Data preparation - Data Analysis and Results

4. Data Analysis and Results

4.1 Data preparation

First, the at-home dataset was prepared for the analysis. Data cleansing was required to make certain incorrect data was avoided and that the data had the correct format. First, the format of the time stamp was needed to be converted into a 'date' format. Second, several product descriptions were written in different forms but intended to be the same value. Specifically, the

difference in the format was whether they were written in capital letters or lowercase letters.

Any description of the same value but written in a different form were aggregated into one description so the program would not have mistaken them as different description.

The next step was to filter the data that were of interest to this study. The dataset contained three major product categories: chocolate confectionery, sugar confectionery, & gum confectionery. The dataset was filtered to the chocolate confectionery category. Within the chocolate category, there were 9 categories. We were interested in focusing on the sub-categories that consumers purchased routinely, not something that was too niche or purchased seasonally. Therefore, the dataset was further filtered to the top three sub-categories. They are Countlines, Tablets, and Bagged Selfline. These sub-categories accounted for 92.6% of the purchases made, as shown in Table 3.

[Insert Table 3]

Furthermore, we examined the parent brands (brand lines) of the products. Similarly, we wanted to make sure that we focused on the products that were not too niche or purchased explicitly in a particular season. In the at-home dataset, there were 230 different brand lines.

We filtered out the brand lines that contributed less than 1% to the overall amount of purchases.

This left us with twenty-two brand lines. Followingly, we removed brand lines that were private labels, the products provided by a particular supermarket, and would not be available in any other stores. From this filter, we attempted to remove products that were not available in most of the stores. Finally, there were sixteen brand lines in the dataset, and 2,638,620 purchases remained in the dataset, or 62.99% of the total purchases from the top three sub-categories, as shown in Table 4.

[Insert Table 4]

20 4.1.2 Extraction of weights information

We were interested in the weights of the chocolates. However, this information was only available in the barcode description. Thus, we needed to extract the information from the barcode description. There were 1,089 different barcode descriptions, which were presented in various formats, as shown in Table 5. Thus, the extraction of the data needed a careful approach.

First, the weights information was presented in the format 'x' gram, with 'x' being the weights' value. The 'gram' was denoted by the letter 'g' or 'gm', with either capital or lowercase letters. Moreover, several of the descriptions contained information regarding the number of units in the product package; certain products included more than one unit in one package.

Consequently, we needed to multiply the weights by the number of units. However, in some cases, the result of the multiplication was also presented in the barcode description. Thus, there was more than one weights value in the barcode description. We needed to make sure that we extracted the correct value.

Figure. 1 shows the summary of the extraction process. 883 barcode descriptions were directly extracted without needing any multiplication or further examination. There were 168 barcode descriptions that contained information on the number of units. Multiplication of units and the weights were required for 91 of the barcode descriptions, while 76 barcode descriptions had information on the final total weight. 38 barcode descriptions did not have any information regarding the weights. We regarded their weights as missing values.

[Insert Figure 1]

21 4.1.3 Imputation of missing weights value

In addition to the 38 barcode descriptions containing no information on the weights, several products had missing barcode descriptions. In total, there were 1,009,648 purchases that had missing weights value or 38.26% of the total purchases in the at-home dataset. The missing values were not ignorable as it accounted for more than 10% of the dataset (Hair et al., 1998).

= Required task A =
In the records, change "point" to "marker" in the part that opens with the first line and closes with the line containing "column 332, row 194", keeping everything else the same. Return only that part.
= Required task B =
Write what comes next in the text on preparing the chocolate purchase data, picking up after its final sentence.

= Data to use =
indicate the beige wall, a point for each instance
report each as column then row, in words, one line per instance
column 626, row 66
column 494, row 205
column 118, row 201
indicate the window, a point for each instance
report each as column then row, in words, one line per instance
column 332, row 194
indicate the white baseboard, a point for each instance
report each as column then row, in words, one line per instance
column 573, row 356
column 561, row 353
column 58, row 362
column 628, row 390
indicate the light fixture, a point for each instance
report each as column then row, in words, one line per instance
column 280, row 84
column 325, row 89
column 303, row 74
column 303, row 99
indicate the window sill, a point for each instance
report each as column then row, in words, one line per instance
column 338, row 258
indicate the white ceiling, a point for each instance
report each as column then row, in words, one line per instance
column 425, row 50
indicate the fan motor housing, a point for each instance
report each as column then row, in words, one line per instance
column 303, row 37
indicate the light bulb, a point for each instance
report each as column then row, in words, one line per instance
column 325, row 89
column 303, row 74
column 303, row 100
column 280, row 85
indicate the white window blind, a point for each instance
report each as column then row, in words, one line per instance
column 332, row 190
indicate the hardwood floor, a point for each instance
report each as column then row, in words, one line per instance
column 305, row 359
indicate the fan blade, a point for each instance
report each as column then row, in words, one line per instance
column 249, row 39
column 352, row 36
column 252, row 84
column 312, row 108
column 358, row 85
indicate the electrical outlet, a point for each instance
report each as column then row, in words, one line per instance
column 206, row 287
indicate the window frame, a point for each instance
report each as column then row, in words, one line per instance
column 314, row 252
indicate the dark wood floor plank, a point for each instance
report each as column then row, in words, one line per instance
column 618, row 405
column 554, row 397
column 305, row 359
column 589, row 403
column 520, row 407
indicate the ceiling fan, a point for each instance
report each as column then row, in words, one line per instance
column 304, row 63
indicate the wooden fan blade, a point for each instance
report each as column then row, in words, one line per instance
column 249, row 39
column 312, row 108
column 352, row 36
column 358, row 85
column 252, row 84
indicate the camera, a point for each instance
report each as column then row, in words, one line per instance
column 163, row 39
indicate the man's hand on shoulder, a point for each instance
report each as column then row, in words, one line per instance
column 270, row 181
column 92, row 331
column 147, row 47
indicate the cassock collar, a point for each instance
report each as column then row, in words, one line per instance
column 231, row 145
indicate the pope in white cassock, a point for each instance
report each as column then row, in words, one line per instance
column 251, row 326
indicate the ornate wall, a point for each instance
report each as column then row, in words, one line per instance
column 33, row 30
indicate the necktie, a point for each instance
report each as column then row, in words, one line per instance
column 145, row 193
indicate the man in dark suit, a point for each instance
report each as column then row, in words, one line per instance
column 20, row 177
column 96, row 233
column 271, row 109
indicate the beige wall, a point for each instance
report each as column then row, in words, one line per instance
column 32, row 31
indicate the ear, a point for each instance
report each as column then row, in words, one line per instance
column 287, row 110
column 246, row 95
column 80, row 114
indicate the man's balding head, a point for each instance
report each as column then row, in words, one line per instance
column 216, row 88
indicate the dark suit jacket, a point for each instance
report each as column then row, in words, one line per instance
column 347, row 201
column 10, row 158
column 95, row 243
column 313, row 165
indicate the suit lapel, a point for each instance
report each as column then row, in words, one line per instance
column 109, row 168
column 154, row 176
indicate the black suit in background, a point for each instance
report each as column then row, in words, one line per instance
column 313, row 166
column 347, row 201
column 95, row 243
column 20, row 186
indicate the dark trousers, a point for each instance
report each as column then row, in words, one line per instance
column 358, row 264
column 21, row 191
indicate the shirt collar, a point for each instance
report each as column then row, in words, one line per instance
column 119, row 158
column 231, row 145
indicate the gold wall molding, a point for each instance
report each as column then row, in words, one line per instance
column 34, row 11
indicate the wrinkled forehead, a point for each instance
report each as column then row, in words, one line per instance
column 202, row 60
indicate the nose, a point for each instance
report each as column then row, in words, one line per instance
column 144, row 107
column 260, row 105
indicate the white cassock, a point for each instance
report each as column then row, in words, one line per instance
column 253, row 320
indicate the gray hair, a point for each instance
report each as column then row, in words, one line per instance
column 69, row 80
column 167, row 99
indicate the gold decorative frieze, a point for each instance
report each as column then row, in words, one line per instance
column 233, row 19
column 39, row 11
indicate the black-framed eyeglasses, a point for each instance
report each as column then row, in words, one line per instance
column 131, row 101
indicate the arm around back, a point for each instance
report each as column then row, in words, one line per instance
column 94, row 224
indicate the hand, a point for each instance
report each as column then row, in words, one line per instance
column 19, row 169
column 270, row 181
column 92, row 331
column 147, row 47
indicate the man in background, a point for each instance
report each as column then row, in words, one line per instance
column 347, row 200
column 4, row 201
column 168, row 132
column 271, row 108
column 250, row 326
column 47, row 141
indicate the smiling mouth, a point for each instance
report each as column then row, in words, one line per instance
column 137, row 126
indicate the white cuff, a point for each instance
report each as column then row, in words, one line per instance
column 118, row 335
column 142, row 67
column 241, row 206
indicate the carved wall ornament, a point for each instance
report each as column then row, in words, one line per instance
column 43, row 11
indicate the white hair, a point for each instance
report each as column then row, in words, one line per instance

= Right answer A =
indicate the beige wall, a marker for each instance
report each as column then row, in words, one line per instance
column 626, row 66
column 494, row 205
column 118, row 201
indicate the window, a marker for each instance
report each as column then row, in words, one line per instance
column 332, row 194

= Right answer B =
Imputation of the missing values was required, which is the process of estimating missing value based on values from other variables and/or cases in the sample (Hair et al., 1998).

The imputation method was 'Mean Substitution' (Hair et al., 1998), which uses that variable's mean value calculated from all available data (Hair et al., 1998). However, instead of using the mean value, we used the median value. This so that the data would represent a weight that had been observed in a product. The imputation process went through several steps as shown in Figure 2.

[Insert Figure 2]

First, we grouped the data according to the product brands. There were 255 unique brand names. For each brand, the medians of the weights were obtained. This value was then imputed to the purchases that had missing weights value accordingly. However, there were 34 brand names that did not have any weights value at all, thus the median values were not obtainable. From this step, 999,526 missing values were imputed and 10,122 were still missing, 0,38% of the dataset. In the next step, we grouped the data according to the product brand lines.

We imputed the missing values in a similar manner from the previous step. Finally, all the remaining missing data was successfully imputed.

22 4.2 Data modelling

The first part of the data modeling was to assign the treatment starting period. We used the data from the away-from-home dataset to determine the treatment starting period for each household. We assumed that the treatment started when the households reported their first purchase through the mobile application; this information was obtained from the away-from-home dataset. The summary of the treatment starting period is shown in Table 6. Figure 3 shows the average weights purchased over time for both treated and control groups.

[Insert Table 6 & Figure 3]

There were 31,632 households that were not exposed to the treatment. Between December 2008 until November 2009, 2,634 households started to report purchases, while 1,311 households started later. We decided to remove the 1,311 households as they started the treatment more than a year after the treatment was assigned. We argued that these households would influence the quality of the model. One potential problem that may arise from this situation is the build-up of an anticipation effect (e.g. Lechner, 2010). These households may alter their behavior before using the mobile application, thus creating a bias when included in the model. It is also important to note that we only analyzed the at-home purchases, and not the away-from-home purchases. The reason was so that we have a fair comparison between all the households, as only the treated respondents reported away-from-home purchases made in.

Working with online panel data posed a challenge for our analysis. In the data, households were instructed to report any purchase they have made but did not have to report anything if no purchase was made. Hence, it was difficult to determine when the households did not make any purchase in a particular time-period. Possibly, the households did not actively report the purchase. In this case, we could not take it as ‘zero’ purchase. The nature of the online panel allows for this kind of situation to occur. Therefore, we proposed a strategy to

develop several models with different levels of time-period aggregation. We also assumed that households that did not report any purchase for six months to be inactive.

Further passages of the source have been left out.